§ Task item: Give back all of the data exactly. Leave nothing out.
#####
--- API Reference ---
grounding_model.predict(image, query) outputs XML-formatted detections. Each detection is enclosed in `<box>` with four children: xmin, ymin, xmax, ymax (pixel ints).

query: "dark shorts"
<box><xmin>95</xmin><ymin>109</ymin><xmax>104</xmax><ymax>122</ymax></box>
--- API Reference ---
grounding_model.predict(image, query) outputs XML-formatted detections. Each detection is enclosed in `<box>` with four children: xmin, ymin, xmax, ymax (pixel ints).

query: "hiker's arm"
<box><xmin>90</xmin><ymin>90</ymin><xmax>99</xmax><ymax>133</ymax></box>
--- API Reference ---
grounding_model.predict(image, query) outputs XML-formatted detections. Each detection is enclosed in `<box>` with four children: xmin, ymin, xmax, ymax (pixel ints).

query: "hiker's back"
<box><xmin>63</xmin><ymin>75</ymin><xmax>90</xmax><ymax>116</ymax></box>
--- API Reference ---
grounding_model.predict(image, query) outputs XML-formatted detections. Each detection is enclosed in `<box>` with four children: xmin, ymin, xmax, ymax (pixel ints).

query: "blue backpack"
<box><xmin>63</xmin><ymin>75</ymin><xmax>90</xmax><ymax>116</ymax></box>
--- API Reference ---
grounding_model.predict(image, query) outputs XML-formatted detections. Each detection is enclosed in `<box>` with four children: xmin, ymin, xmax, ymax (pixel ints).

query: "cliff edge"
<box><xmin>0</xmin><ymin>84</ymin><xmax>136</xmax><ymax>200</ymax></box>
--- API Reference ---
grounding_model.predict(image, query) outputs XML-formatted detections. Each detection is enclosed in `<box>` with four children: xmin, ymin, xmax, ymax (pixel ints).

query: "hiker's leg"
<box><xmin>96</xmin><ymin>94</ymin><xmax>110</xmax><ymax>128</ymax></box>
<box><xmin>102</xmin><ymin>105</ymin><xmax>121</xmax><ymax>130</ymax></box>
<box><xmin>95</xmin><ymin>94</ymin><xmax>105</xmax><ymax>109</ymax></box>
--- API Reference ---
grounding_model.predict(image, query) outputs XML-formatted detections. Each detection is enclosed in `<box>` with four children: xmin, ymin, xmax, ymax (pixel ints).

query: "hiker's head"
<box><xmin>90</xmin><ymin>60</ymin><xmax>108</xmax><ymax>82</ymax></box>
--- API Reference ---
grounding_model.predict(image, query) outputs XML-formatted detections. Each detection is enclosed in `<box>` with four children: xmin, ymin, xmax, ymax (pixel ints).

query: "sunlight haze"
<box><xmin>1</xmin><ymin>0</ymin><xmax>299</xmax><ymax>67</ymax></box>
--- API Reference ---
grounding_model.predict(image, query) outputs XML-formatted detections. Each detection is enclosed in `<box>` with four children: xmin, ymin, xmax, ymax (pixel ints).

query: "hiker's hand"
#####
§ Solution to this task:
--- API Reference ---
grounding_model.predict(image, query) outputs XML-formatted detections. Each detection is enclosed in `<box>` with four children: xmin, ymin, xmax, ymax (pixel ints).

query: "dark shorts"
<box><xmin>95</xmin><ymin>109</ymin><xmax>104</xmax><ymax>122</ymax></box>
--- API Reference ---
grounding_model.predict(image, query) outputs XML-formatted detections. Each detection is enclosed in `<box>` with four children: xmin, ymin, xmax, ymax (pixel ints).

query: "hiker's arm"
<box><xmin>90</xmin><ymin>90</ymin><xmax>99</xmax><ymax>133</ymax></box>
--- API Reference ---
grounding_model.predict(image, query) outputs XML-formatted detections. Each detection is enclosed in `<box>` with four children: xmin, ymin, xmax, ymax (pixel ints).

query: "hiker's back"
<box><xmin>63</xmin><ymin>75</ymin><xmax>90</xmax><ymax>116</ymax></box>
--- API Reference ---
grounding_model.predict(image, query) outputs XML-formatted detections. Each detection is enclosed in `<box>` with four children: xmin, ymin, xmax, ymax (pixel ints).

query: "blue backpack"
<box><xmin>63</xmin><ymin>75</ymin><xmax>90</xmax><ymax>116</ymax></box>
--- API Reference ---
grounding_model.predict(image, query) outputs XML-formatted detections. Each detection is enclosed in `<box>` with four children: xmin, ymin, xmax, ymax (pixel ints).

query: "cliff edge"
<box><xmin>0</xmin><ymin>84</ymin><xmax>136</xmax><ymax>200</ymax></box>
--- API Reference ---
grounding_model.predict(image, query) outputs XML-formatted detections. Each detection is enclosed in `<box>` with four children: xmin, ymin, xmax, ymax (pixel ints).

query: "hiker's leg"
<box><xmin>96</xmin><ymin>94</ymin><xmax>110</xmax><ymax>128</ymax></box>
<box><xmin>102</xmin><ymin>105</ymin><xmax>121</xmax><ymax>130</ymax></box>
<box><xmin>95</xmin><ymin>94</ymin><xmax>105</xmax><ymax>109</ymax></box>
--- API Reference ---
grounding_model.predict(image, query) outputs XML-formatted detections. Each detection is enclosed in `<box>` with four children: xmin, ymin, xmax, ymax (pixel ints).

query: "hiker's head"
<box><xmin>90</xmin><ymin>60</ymin><xmax>108</xmax><ymax>82</ymax></box>
--- API Reference ---
grounding_model.predict(image, query) outputs XML-formatted detections. Each detection is enclosed in `<box>` with four children: xmin, ymin, xmax, ymax (pixel ints).

query: "sunlight haze"
<box><xmin>1</xmin><ymin>0</ymin><xmax>299</xmax><ymax>67</ymax></box>
--- API Reference ---
grounding_model.predict(image, query) outputs XML-formatted detections. Each detection is enclosed in `<box>` with four children: xmin, ymin, xmax, ymax (pixel ints).

query: "hiker's hand"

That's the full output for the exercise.